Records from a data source
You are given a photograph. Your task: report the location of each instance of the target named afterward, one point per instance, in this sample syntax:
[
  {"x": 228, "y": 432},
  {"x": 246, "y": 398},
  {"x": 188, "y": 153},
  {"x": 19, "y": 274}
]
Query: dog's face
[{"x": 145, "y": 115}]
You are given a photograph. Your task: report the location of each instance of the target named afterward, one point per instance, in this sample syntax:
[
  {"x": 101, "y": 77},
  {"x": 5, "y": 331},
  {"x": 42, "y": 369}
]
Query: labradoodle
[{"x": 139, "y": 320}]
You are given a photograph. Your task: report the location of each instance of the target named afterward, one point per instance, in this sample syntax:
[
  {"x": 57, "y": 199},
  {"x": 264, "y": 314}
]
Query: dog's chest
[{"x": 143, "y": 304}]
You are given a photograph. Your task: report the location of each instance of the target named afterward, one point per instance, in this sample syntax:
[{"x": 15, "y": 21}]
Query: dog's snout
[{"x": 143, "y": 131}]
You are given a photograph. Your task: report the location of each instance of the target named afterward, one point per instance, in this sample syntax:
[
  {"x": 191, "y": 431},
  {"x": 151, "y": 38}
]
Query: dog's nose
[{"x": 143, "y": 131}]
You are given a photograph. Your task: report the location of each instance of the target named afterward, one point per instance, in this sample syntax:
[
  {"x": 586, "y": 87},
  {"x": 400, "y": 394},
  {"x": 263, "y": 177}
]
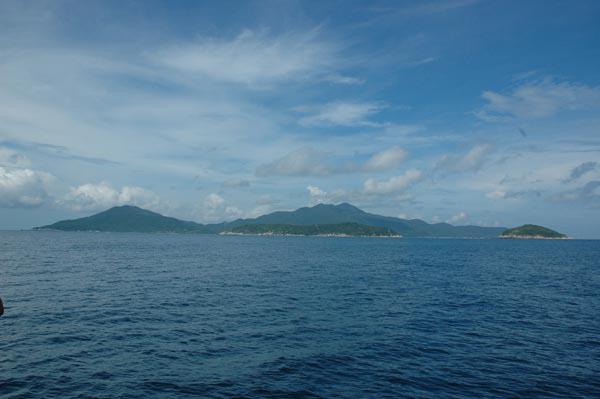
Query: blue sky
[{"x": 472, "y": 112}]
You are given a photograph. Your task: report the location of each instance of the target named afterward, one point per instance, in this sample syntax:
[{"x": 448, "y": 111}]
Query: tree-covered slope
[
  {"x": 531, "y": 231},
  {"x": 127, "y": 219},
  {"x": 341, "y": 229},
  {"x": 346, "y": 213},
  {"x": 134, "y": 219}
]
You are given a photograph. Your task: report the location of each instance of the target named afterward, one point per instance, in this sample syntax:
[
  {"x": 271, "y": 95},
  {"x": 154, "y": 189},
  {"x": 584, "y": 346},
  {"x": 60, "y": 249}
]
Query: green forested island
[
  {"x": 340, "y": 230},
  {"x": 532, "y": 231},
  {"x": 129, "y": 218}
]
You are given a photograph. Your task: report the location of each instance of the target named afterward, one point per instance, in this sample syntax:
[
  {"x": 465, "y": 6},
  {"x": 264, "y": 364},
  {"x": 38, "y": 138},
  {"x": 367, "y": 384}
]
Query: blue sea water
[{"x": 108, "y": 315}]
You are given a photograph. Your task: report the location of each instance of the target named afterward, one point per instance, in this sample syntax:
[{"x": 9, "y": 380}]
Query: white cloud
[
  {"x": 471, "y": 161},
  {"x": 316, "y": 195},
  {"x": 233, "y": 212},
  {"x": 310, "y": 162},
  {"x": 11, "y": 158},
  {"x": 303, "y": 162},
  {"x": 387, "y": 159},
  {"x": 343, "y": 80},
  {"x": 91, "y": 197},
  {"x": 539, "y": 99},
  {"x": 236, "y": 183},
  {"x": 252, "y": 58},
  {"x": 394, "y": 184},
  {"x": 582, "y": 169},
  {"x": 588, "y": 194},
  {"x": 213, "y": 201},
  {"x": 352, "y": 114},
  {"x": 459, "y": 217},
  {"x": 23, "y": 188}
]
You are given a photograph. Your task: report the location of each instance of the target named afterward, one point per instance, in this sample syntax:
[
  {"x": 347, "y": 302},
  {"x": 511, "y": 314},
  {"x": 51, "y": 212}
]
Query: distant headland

--

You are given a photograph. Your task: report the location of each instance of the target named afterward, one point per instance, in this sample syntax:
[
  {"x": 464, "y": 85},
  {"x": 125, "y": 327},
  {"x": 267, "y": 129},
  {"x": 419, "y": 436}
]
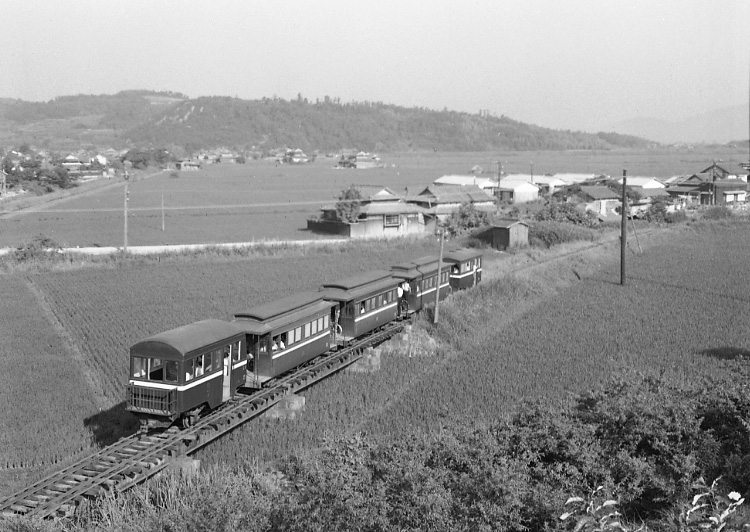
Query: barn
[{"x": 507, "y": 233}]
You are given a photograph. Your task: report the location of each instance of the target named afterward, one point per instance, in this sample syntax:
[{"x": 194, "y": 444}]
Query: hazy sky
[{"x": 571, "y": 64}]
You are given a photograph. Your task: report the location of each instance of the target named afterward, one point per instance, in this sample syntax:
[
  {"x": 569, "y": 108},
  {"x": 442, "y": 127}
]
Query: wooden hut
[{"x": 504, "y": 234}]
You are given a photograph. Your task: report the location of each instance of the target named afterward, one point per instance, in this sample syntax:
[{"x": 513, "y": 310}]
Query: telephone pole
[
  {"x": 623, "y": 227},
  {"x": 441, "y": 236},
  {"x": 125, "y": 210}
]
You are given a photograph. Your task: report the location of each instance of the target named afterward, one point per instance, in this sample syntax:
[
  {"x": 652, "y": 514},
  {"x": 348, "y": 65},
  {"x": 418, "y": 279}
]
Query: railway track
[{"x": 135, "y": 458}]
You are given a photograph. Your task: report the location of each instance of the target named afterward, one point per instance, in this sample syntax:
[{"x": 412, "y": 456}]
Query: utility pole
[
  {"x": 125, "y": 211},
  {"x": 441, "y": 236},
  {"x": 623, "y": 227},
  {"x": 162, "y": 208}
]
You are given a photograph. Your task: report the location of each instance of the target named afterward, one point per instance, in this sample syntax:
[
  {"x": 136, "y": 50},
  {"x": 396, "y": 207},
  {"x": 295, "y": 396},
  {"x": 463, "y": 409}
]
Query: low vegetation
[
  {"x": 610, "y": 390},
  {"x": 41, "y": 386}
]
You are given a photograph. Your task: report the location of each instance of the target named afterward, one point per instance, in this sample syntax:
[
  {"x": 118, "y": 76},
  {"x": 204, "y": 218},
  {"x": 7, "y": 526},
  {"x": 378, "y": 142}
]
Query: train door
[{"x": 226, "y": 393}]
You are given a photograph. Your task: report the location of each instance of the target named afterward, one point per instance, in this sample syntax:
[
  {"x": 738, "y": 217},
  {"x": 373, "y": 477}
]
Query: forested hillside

▶ Task goal
Count the lines in the records above that contain the word "pole", and reply with the number alone.

▶ Task output
2